Requests ->
1. In the forum thread about buying a hay farm, how much does Teslan say the 30 acre field in Colorado usually makes per year?
2. Repeat the passage of the hay farm thread starting at "Yeah that's what" and ending at "money on it.".

Document segment ->
————

# Thinking of starting out



## Redder

So I have the possibility of buying a 30 acre hay farm with equipment needed to run it. My biggest worry is would I be able to run just the farm and survive or would I need another job to make up the cost difference? Now truthfully the only thing I have done with hay was load unload so pretty much starting out.

Or would it be better to rent the land out for a few years work another job and help seeing as I would have equipment?

This Is in NW Alabama. Its a House/w farm type of deal


----------



## CockrellHillFarms

I'm not sure I could survive a week on 30 acres. Your gonna need a whole lot more land to make a living.


----------



## Redder

Yeah that's what I'm afraid of. I know granted its 30 acres if I was to work a full time job and Hay for just the pleasure and extra cash that 30 acres Is going to take alot of time to work and I would probably lose money on it.


----------



## Teslan

What kind of equipment comes with it? Good equipment? Or equipment that you will have to spend money on? If you want to live in the country with some land and a house. Plus if you could hay it and work another job it sounds good depending on the price. I don't really know the market in Alabama for hay except from what I see here on Haytalk. I have a 30 acre field that I can usually make about 30,000 a year from. But that is here in Colorado.


----------



## Tim/South

Do you know what kind of hay is is? bermuda can make some coins as horse hay. That will vary according to your local supply and demand.

Is the baler a square or round baler?

Take a look at your local Craigs List and see what price others are offering hay. Those are usually the lower end prices for people with no regular customers or extra hay.

Years ago my FIL had my wife convinced I was losing thousands of dollars a year in hay. His opinion was that I should be marketing my Bermuda to Dairies. I told him I could not produce the quality of hay for milk cows. He would not shut up about it so I offered to rent him my good hay fields at a reasonable price and let him make the thousands. He got a stupid look on his face and has not mentioned it since.

Making hay looks easy from the road.


----------



## Vol

Tim/South said:


> Making hay looks easy from the road.


Sage advice.....

————

Dataset entries ->
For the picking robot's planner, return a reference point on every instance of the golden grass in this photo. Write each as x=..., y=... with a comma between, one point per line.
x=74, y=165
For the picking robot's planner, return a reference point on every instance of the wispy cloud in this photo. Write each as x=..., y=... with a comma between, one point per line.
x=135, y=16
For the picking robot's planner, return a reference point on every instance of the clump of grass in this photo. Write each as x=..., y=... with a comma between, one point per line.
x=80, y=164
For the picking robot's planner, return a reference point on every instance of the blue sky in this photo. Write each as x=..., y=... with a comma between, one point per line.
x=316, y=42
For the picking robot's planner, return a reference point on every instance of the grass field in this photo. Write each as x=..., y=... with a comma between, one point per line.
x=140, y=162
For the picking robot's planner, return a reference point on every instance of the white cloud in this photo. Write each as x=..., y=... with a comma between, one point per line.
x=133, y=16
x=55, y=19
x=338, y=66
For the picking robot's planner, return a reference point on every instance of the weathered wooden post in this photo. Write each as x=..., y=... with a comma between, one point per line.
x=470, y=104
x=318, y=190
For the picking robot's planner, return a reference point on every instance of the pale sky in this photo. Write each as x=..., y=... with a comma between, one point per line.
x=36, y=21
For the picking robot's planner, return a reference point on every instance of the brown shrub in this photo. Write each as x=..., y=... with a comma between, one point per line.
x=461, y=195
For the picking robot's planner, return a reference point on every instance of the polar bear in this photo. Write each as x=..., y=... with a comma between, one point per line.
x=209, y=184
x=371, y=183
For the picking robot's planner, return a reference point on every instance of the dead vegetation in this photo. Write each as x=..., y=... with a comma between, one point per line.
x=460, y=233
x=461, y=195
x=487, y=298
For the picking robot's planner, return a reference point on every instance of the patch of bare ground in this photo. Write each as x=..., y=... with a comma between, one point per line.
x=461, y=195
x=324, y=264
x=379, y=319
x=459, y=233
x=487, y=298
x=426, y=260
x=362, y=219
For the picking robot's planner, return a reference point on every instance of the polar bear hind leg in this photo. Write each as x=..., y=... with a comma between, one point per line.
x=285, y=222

————

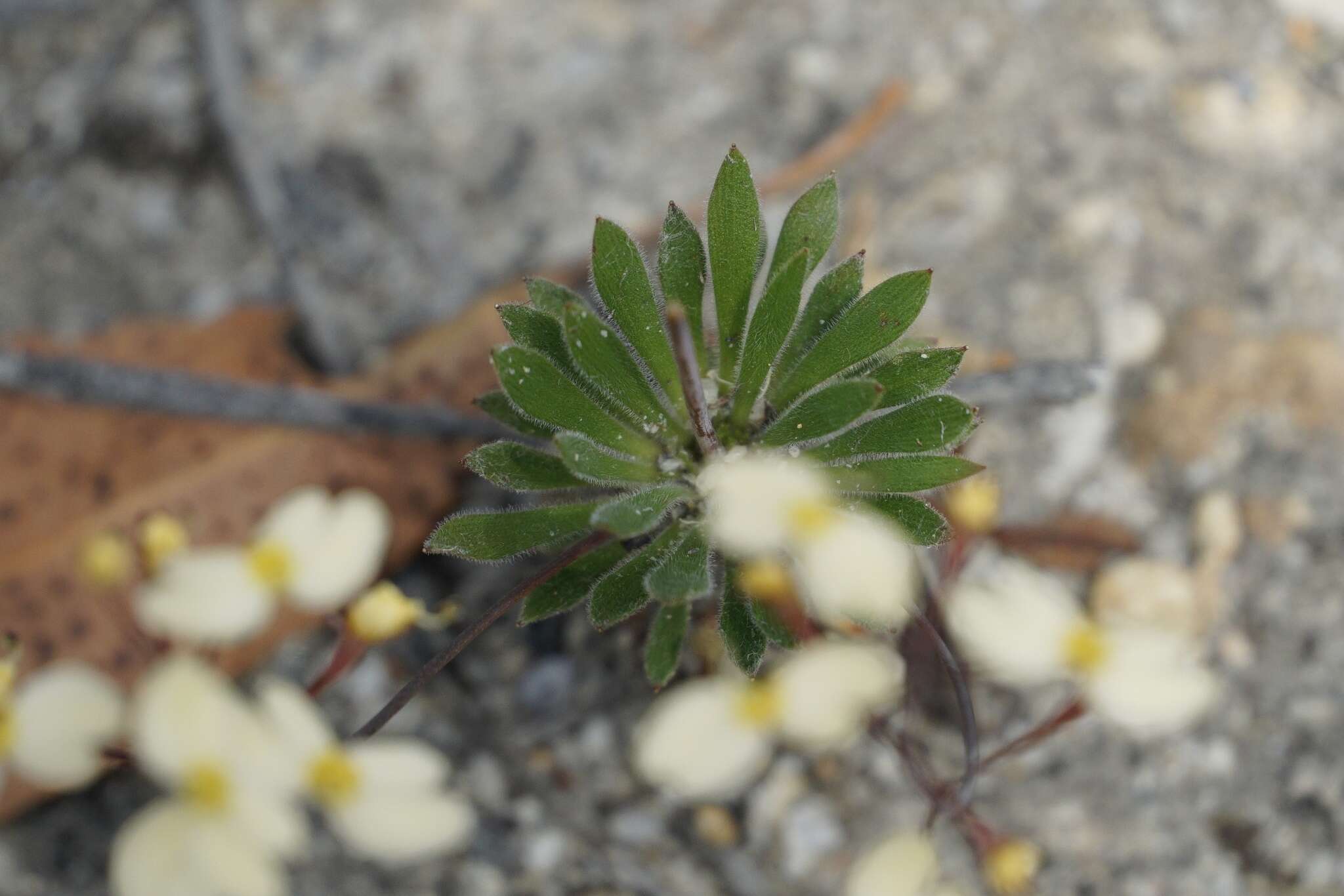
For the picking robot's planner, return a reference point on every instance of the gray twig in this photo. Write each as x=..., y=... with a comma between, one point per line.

————

Responses to the tasks ->
1. About 30,000 a year.

2.
Yeah that's what I'm afraid of. I know granted its 30 acres if I was to work a full time job and Hay for just the pleasure and extra cash that 30 acres Is going to take alot of time to work and I would probably lose money on it.